Am 6. Juni 2023 ist die europäische Entgelttransparenzrichtlinie (EU/2023/970) in Kraft getreten. Für Unternehmen bedeutet das: Sie sind verpflichtet, für mehr Lohntransparenz zu sorgen und müssen ab 2026 das geschlechtsspezifische Lohngefälle offenlegen. Schon jetzt können sich Arbeitgeber für Entgeltgleichheit beziehungsweise keine signifikanten Abweichungen im Gesamtvergütungspaket von Frauen und Männern zertifizieren lassen.
Das Deutsche Institut für Qualitätsstandards und -prüfung (DIQP) geht aktuell von mehr als 500 Arbeitgebersiegeln in Deutschland aus. Unternehmen können sich zum Beispiel die hohen Qualitätsstandards ihrer Arbeitszeitmodelle, Ausbildung, Gesundheitsmaßnahmen oder Nachhaltigkeitsbemühungen bestätigen lassen – und nun auch die Entgeltgleichheit im Betrieb. Manche der diversen Siegel, so heißt es selbstkritisch in der Branche, werden von den Zertifikatsverleihern schon nach dem Lesen der Selbstverpflichtung der Unternehmen vergeben; andere Vergabestellen prüfen dagegen Daten, Fakten und Zahlen, die sie selbst erheben oder die ihnen der Arbeitgeber zur Verfügung stellt.

-=-=-=-=-

**Aufgaben**
[1] Wie lautet der Abschnitt des Textes zur Entgelttransparenz von „Am 6. Juni 2023“ bis „Männern zertifizieren lassen.“, wenn du „Arbeitgeber“ durch „Firmen“ ersetzt?
[2] Wie lautet dieser Satz aus dem Text zur Entgelttransparenz auf Englisch: „Das Deutsche Institut für Qualitätsstandards und -prüfung (DIQP) geht aktuell von mehr als 500 Arbeitgebersiegeln in Deutschland aus.“?
[3] Wie ließe sich der Text zur Entgelttransparenzrichtlinie nach seinem letzten Satz mit einigen weiteren Sätzen fortführen?
Die anschließenden Zeilen sind eigenständiges Material und gehören nicht zum Text.

**Datenübersicht**
-=-=-=-=-

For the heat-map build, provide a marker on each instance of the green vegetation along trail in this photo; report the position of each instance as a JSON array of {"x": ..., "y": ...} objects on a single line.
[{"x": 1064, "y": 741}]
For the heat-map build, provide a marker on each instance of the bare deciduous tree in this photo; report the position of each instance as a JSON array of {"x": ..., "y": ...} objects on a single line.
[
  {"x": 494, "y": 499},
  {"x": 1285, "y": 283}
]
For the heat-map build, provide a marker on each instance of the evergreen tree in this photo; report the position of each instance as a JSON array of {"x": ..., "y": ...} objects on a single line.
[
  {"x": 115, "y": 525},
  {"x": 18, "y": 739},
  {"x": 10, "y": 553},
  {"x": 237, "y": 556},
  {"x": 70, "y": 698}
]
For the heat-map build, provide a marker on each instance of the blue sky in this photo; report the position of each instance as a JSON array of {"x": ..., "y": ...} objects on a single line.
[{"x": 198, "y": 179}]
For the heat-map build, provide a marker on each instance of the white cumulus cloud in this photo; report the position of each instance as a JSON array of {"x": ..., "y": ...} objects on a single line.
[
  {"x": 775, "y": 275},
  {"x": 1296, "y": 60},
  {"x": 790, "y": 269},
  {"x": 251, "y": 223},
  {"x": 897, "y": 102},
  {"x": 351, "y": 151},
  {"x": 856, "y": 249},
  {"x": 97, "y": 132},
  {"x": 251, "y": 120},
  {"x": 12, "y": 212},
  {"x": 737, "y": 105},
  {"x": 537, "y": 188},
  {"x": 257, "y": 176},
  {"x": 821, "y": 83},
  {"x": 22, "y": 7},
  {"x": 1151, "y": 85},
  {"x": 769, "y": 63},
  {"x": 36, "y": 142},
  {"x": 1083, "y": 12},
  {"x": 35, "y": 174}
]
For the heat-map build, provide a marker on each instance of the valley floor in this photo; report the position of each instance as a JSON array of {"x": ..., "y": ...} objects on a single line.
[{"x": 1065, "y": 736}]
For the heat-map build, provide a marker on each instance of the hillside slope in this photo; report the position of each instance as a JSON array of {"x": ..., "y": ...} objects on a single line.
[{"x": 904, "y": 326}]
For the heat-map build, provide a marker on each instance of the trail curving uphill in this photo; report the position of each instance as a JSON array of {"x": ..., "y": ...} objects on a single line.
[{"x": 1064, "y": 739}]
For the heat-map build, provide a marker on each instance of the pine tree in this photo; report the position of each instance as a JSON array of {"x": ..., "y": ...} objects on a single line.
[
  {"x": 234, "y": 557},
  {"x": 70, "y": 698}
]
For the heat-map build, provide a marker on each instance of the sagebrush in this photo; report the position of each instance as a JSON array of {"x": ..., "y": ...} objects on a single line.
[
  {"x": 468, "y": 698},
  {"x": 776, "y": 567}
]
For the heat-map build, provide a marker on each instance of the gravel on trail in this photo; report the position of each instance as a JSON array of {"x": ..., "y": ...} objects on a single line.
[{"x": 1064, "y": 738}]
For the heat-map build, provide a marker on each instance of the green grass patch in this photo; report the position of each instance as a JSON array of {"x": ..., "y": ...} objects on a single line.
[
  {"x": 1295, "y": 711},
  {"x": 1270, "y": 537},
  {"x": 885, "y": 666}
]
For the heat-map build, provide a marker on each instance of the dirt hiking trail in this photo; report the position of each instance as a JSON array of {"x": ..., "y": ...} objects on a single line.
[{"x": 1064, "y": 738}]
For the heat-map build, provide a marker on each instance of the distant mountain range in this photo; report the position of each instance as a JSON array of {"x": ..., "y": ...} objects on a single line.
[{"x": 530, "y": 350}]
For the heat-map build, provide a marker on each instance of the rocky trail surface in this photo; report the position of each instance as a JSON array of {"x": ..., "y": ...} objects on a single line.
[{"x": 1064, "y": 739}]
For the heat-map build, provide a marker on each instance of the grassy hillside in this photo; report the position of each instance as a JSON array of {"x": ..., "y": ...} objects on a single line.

-=-=-=-=-

**Erwartete Lösungen**
[1]
Am 6. Juni 2023 ist die europäische Entgelttransparenzrichtlinie (EU/2023/970) in Kraft getreten. Für Unternehmen bedeutet das: Sie sind verpflichtet, für mehr Lohntransparenz zu sorgen und müssen ab 2026 das geschlechtsspezifische Lohngefälle offenlegen. Schon jetzt können sich Firmen für Entgeltgleichheit beziehungsweise keine signifikanten Abweichungen im Gesamtvergütungspaket von Frauen und Männern zertifizieren lassen.

[2] The German Institute for Quality Standards and Testing (DIQP) currently estimates that there are more than 500 employer seals in Germany.

[3]
Ob der Plan aufgeht, Bewerbende von einer bestimmten Unternehmenseigenschaft so nachdrücklich zu überzeugen, dass sie sich für einen prämierten Arbeitgeber entscheiden, lässt sich nicht eindeutig beantworten. Studien der Gütesiegelverleiher belegen die positive Wirkung mit eigenen Zahlen; gleichzeitig ergeben andere Untersuchungen, dass Kandidatinnen und Kandidaten die Prämierung von Arbeitgebern häufig nicht als vertrauenswürdig erscheint. Zum einen, weil angehende Professionals zwischen der Masse der Zertifikate nicht mehr unterscheiden können; zum anderen, weil die zugrunde liegenden Bewertungsverfahren nicht transparent sind. Auch Arbeitgeber schauen bei der Expansion der Arbeitgeber-Awards viel genauer hin: Wollen sie mit einer Zertifizierung in erster Linie ihre Employer Brand und ihr Recruiting unterstützen? Dann spielt die Art der Erhebung eher eine untergeordnete Rolle. Oder möchten sie in erster Linie ihre HR-Aktivitäten wie etwa Arbeitszeitmodelle oder Aufstiegschancen evaluieren lassen, um Baustellen zu identifizieren, sich mit Mitbewerbern zu messen oder State of the Art zu sein? In diesen Fällen prüfen sie die Methoden der Auditierung sehr genau.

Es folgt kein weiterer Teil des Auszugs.